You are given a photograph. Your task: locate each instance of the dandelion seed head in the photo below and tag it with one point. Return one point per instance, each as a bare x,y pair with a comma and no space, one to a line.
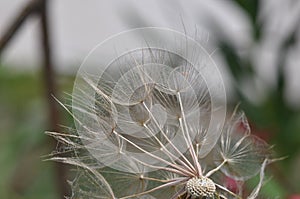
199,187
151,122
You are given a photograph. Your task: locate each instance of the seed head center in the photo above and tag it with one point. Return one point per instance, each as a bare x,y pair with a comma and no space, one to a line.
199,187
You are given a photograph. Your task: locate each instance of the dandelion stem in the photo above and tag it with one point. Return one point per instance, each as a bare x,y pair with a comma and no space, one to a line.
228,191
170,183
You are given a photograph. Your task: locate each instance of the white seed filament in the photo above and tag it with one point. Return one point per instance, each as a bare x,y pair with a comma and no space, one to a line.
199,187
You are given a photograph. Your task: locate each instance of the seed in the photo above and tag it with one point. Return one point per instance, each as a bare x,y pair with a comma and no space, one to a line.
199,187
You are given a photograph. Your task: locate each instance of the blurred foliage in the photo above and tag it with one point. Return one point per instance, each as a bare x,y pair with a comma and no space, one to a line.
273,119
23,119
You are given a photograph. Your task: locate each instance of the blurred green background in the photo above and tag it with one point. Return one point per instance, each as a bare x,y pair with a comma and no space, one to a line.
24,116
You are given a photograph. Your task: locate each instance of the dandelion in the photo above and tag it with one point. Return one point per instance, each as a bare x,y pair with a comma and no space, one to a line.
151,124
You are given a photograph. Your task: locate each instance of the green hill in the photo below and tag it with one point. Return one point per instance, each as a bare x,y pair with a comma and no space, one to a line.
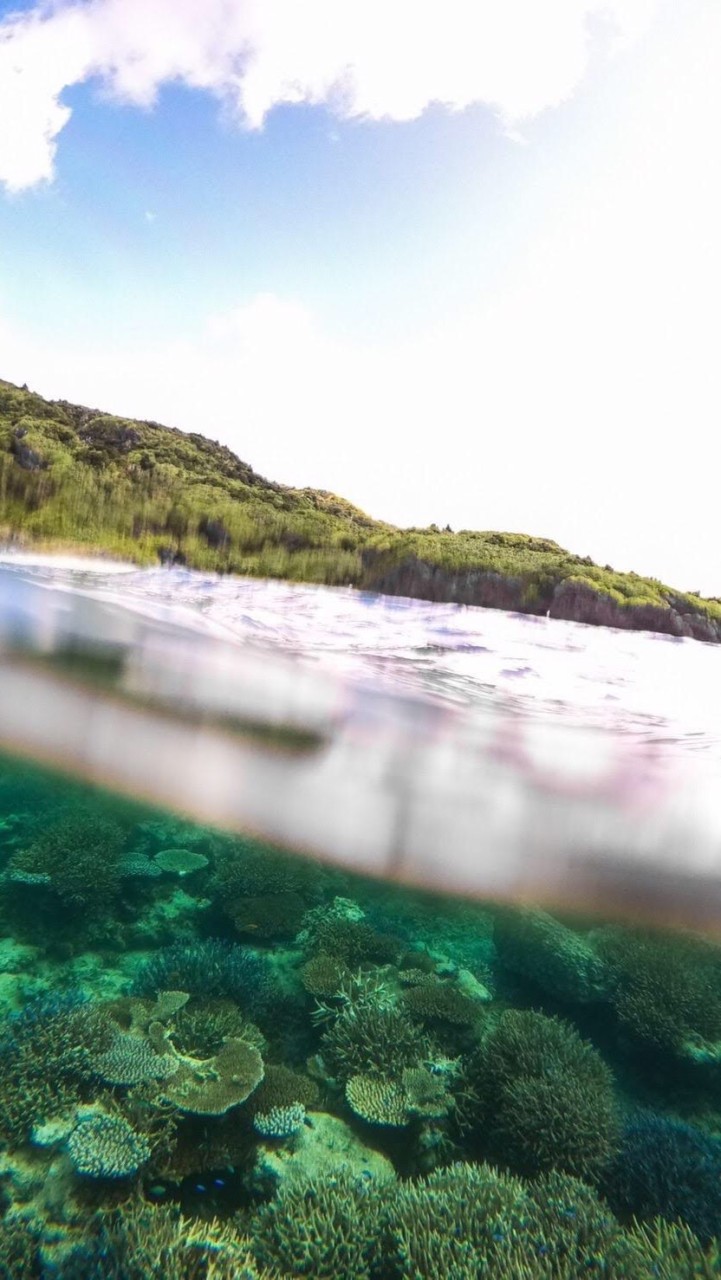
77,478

==

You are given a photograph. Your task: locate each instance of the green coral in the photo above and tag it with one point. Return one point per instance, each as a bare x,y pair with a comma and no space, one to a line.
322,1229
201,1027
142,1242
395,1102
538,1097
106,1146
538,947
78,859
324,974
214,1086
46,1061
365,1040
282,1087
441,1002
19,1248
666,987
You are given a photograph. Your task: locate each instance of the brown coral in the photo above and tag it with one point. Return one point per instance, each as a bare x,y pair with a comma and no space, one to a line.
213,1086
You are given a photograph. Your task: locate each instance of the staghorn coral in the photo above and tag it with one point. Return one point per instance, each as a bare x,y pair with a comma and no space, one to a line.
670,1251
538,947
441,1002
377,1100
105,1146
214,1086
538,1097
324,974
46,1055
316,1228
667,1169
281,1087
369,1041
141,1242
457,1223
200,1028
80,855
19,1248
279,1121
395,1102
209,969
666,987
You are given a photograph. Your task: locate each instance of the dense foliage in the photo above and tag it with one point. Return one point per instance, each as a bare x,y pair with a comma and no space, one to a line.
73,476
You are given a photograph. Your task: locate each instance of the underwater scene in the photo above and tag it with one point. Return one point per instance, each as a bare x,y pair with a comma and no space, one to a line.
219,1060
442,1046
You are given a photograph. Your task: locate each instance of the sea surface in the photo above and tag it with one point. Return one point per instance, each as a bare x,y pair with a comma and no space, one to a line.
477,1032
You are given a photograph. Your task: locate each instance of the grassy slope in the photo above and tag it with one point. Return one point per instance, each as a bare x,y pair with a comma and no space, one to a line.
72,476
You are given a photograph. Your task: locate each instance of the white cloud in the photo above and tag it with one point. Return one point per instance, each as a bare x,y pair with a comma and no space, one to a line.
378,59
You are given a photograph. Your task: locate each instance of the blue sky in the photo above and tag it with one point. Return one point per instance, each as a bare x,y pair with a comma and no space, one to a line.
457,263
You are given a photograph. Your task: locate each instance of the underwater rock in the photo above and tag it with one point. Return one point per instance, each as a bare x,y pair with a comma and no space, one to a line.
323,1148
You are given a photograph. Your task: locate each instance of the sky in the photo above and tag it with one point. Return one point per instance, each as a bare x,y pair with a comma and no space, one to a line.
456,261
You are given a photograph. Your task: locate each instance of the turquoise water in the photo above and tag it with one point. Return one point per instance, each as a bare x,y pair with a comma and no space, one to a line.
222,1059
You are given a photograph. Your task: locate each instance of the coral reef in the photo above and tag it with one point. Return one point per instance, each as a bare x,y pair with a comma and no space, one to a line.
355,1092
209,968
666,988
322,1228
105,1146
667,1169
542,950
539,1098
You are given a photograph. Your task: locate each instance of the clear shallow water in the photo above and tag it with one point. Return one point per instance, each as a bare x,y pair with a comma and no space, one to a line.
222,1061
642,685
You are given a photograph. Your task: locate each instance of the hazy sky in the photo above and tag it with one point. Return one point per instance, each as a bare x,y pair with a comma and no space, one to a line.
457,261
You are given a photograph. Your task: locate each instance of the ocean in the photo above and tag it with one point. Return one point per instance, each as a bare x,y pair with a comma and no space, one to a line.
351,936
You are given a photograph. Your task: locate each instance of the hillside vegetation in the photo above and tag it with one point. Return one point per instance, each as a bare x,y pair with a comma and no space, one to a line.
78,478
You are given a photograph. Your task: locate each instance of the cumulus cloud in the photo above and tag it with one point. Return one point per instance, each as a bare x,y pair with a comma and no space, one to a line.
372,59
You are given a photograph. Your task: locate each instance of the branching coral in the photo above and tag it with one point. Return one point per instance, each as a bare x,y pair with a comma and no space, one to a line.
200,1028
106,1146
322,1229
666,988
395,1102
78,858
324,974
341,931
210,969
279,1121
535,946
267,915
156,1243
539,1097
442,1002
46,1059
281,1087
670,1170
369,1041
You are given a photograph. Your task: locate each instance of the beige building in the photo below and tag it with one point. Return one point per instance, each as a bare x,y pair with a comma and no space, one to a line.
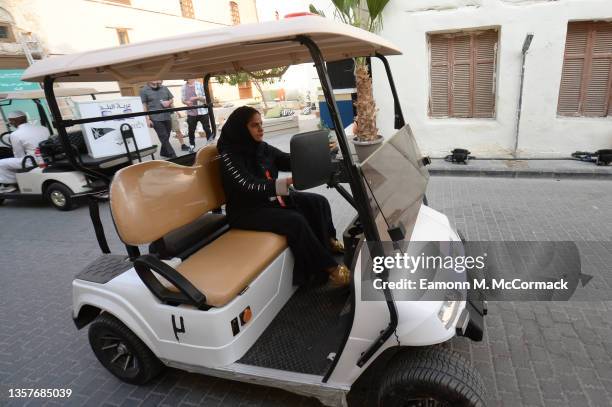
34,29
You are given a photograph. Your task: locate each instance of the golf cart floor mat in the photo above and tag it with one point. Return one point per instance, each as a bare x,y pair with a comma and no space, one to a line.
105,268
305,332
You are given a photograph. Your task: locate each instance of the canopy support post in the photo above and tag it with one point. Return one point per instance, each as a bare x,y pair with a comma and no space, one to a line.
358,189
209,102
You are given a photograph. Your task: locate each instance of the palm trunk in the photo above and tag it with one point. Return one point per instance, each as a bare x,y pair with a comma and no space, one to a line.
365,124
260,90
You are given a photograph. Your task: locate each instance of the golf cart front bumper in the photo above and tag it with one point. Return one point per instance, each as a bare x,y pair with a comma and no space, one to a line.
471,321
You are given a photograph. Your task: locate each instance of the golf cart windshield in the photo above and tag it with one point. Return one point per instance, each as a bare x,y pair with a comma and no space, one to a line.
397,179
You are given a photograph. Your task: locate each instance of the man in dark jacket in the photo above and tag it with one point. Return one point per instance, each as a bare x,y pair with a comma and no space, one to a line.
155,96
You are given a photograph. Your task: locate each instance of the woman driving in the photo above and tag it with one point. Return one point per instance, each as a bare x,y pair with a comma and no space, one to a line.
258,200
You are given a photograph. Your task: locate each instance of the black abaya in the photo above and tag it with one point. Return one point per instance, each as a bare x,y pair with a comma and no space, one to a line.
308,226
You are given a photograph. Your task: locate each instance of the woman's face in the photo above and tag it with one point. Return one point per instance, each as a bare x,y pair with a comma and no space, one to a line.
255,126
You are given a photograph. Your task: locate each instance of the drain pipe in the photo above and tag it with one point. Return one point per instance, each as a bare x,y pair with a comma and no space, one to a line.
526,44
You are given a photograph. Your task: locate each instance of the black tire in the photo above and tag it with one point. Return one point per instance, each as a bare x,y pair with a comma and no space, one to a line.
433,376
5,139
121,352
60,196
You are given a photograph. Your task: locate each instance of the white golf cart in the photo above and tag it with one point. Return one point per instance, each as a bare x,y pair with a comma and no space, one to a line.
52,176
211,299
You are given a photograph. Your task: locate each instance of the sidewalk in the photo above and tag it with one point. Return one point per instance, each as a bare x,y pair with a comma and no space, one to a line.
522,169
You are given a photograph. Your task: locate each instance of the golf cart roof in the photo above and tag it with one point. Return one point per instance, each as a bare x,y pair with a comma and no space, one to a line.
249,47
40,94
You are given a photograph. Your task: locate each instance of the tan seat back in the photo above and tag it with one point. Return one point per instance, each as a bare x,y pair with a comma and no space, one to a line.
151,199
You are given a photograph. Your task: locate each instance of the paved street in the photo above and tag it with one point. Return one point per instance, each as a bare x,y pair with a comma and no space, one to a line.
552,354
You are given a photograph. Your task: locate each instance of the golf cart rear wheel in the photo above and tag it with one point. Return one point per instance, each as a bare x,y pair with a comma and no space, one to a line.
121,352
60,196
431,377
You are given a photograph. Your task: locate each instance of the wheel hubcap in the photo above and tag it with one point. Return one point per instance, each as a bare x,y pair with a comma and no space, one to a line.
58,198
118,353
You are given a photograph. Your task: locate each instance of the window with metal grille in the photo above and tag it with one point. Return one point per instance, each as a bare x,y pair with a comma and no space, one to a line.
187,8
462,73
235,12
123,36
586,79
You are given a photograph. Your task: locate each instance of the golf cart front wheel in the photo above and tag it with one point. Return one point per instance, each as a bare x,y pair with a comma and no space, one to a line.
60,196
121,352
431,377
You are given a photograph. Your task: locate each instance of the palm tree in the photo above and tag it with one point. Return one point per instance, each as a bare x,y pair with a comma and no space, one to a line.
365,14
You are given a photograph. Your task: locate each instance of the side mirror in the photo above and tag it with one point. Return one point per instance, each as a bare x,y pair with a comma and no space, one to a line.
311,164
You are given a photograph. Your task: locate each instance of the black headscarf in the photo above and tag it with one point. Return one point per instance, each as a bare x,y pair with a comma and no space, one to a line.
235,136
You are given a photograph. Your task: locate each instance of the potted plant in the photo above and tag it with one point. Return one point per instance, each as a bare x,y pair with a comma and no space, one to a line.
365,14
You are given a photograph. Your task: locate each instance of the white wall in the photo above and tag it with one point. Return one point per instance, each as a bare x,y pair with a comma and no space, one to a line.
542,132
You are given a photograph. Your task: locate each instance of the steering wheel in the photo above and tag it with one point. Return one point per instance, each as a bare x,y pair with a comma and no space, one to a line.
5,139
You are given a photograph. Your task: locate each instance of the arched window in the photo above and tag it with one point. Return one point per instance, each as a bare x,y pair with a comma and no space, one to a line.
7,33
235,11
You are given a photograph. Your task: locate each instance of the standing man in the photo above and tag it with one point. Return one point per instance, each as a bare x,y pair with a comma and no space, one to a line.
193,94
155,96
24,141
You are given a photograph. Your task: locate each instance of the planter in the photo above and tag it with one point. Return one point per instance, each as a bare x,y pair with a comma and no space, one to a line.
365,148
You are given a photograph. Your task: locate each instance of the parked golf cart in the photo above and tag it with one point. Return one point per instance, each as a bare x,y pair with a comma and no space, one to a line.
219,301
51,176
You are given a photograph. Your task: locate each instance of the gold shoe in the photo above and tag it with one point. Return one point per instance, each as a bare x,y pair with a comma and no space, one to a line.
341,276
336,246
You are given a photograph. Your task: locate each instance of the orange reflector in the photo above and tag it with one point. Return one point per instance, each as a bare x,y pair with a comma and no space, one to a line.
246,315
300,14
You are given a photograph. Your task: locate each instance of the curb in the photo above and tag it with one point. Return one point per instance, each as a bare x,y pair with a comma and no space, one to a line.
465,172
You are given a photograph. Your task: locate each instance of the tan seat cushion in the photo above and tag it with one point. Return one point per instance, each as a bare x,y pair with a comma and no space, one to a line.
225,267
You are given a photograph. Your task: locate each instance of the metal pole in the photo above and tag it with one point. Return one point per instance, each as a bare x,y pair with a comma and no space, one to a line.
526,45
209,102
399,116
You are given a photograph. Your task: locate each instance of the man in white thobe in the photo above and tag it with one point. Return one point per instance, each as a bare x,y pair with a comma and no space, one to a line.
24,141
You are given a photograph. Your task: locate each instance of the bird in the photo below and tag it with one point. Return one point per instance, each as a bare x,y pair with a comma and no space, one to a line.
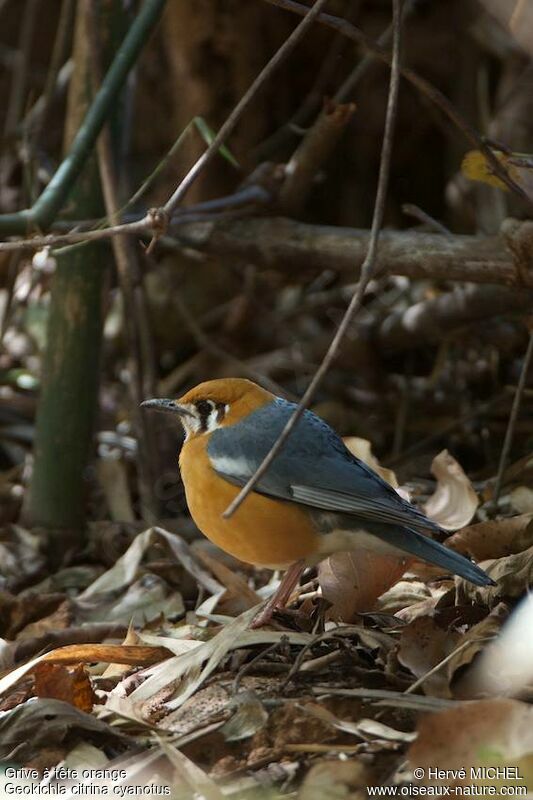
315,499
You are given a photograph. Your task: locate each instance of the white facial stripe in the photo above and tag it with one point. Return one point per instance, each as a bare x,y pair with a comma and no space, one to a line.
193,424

--

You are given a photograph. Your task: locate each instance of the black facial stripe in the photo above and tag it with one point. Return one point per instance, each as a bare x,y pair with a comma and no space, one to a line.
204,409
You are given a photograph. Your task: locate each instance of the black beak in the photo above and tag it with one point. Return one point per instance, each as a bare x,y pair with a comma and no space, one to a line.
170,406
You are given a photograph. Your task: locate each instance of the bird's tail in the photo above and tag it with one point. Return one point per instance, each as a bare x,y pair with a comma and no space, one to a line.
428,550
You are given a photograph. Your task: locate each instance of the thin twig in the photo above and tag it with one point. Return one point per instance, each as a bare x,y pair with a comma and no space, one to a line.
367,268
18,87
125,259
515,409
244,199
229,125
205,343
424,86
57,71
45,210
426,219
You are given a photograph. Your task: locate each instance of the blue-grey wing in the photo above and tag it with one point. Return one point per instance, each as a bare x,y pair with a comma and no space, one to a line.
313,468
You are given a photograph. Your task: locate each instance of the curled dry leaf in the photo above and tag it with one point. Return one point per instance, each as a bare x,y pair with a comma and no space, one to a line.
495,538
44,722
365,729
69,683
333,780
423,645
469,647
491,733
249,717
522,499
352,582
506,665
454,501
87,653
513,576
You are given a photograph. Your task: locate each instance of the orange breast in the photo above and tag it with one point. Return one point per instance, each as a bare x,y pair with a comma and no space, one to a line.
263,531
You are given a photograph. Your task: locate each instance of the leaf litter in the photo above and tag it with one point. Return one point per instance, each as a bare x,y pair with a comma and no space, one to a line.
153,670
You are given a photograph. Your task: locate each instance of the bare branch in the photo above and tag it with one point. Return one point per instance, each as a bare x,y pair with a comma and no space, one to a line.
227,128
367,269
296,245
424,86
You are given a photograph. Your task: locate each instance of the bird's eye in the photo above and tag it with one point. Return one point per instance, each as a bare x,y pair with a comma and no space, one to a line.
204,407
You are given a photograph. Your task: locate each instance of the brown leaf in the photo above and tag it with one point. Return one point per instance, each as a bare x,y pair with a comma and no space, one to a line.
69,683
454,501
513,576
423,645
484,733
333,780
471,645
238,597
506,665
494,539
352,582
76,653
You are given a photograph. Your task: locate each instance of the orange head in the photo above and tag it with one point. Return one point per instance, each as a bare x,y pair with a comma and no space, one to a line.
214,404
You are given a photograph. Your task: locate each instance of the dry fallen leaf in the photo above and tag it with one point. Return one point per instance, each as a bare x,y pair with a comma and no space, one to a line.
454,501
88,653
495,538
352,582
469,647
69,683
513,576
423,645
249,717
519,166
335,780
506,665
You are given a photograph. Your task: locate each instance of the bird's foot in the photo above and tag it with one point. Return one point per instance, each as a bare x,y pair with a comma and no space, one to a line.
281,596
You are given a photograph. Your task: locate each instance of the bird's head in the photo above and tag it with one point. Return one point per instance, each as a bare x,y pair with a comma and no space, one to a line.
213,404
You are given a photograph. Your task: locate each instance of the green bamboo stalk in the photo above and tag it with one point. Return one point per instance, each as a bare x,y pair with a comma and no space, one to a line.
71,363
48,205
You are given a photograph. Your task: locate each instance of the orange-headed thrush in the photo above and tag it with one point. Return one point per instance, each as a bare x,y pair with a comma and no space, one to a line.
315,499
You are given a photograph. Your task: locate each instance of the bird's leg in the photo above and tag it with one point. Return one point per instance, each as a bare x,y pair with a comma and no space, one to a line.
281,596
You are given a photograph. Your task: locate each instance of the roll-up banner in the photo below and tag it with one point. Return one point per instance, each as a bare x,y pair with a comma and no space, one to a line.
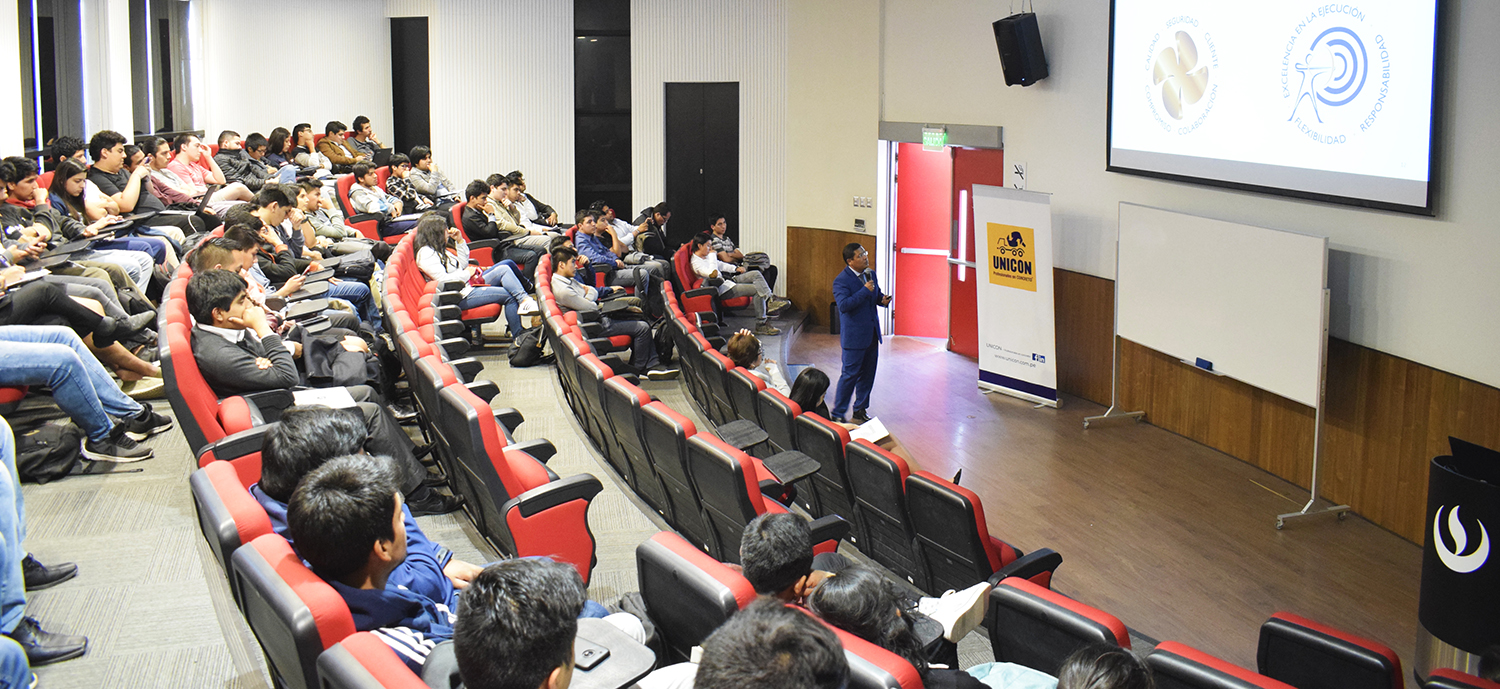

■ EXERCISE OBJECTIVE: Find each line in the items above that contains the word "seat" and copy those lines. Case matters.

■ EXERCISE SOLUTION:
You are given a photograph. Your task: locate each instance of the tan seat back in the photo above and tag it with one point. Return one point per instance, each as a bare x,y pair with a comma and no space, one to a line.
You are given a photograph. Your task: locate each instance of the tan seat cushion in the photo above and tag it with one point. Return one point per instance, each as a bare x,y pair with a comma and no space, one to a line.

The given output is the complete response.